# [Tasks and exercises]
• a. Transcribe the forum thread word for word, from "## langtoftlad (Mar" down to "who can tell?".
• b. In the forum thread, which item numbers does the first post list?

# [Text passage]
■ ■ ■
# 3 RLT's On The 'Bay...



## Guest (Jun 21, 2011)

Item numbers 120740020738, 120740026451 & 120740028515.


----------



## mach 0.0013137 (Jan 10, 2005)

avidfan said:


> 120740028515.


Could that be one of the legendary first 3? 

If so, there could be intense interest from members of the forum :rltb:


----------



## langtoftlad (Mar 31, 2007)

the back looks a little different from the (somewhat) blurry pics Scottishcammy posted of a #1

Trouble is, there's so little information out there & with no logo - who can tell?

I'm not suggesting it's hookey as the seller has two other most obviously RLTs up for sale as well.


----------



## sparrow (Feb 7, 2009)

oh very nice - like that diver a lot - wonder how many of us will be bidding against one another?! :angel_not:


----------



## mach 0.0013137 (Jan 10, 2005)
■ ■ ■
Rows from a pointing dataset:
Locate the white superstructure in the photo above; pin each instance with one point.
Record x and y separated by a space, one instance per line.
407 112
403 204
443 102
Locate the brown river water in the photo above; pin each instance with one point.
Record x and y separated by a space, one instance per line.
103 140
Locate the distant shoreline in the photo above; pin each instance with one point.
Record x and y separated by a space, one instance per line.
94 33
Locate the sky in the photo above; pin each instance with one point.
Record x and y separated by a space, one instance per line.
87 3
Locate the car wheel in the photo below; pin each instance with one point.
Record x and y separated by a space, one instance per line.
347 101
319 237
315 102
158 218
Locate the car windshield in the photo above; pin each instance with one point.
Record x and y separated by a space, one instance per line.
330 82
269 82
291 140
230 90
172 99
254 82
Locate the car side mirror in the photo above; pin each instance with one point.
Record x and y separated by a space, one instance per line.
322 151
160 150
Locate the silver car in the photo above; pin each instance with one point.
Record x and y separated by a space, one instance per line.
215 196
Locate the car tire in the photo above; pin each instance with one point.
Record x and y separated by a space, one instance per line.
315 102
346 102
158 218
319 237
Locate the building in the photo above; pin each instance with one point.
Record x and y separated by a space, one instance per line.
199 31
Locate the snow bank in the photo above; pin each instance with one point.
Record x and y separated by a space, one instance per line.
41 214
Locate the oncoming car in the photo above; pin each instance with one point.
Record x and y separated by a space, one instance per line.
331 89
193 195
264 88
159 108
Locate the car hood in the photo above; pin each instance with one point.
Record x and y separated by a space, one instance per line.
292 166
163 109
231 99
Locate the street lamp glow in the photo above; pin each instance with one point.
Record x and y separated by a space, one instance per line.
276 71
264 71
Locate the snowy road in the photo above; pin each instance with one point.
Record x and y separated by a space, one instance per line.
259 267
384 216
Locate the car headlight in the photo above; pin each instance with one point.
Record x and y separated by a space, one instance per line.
■ ■ ■
# [Task answers]
• a.
## langtoftlad (Mar 31, 2007)

the back looks a little different from the (somewhat) blurry pics Scottishcammy posted of a #1

Trouble is, there's so little information out there & with no logo - who can tell?

• b. 120740020738, 120740026451 and 120740028515.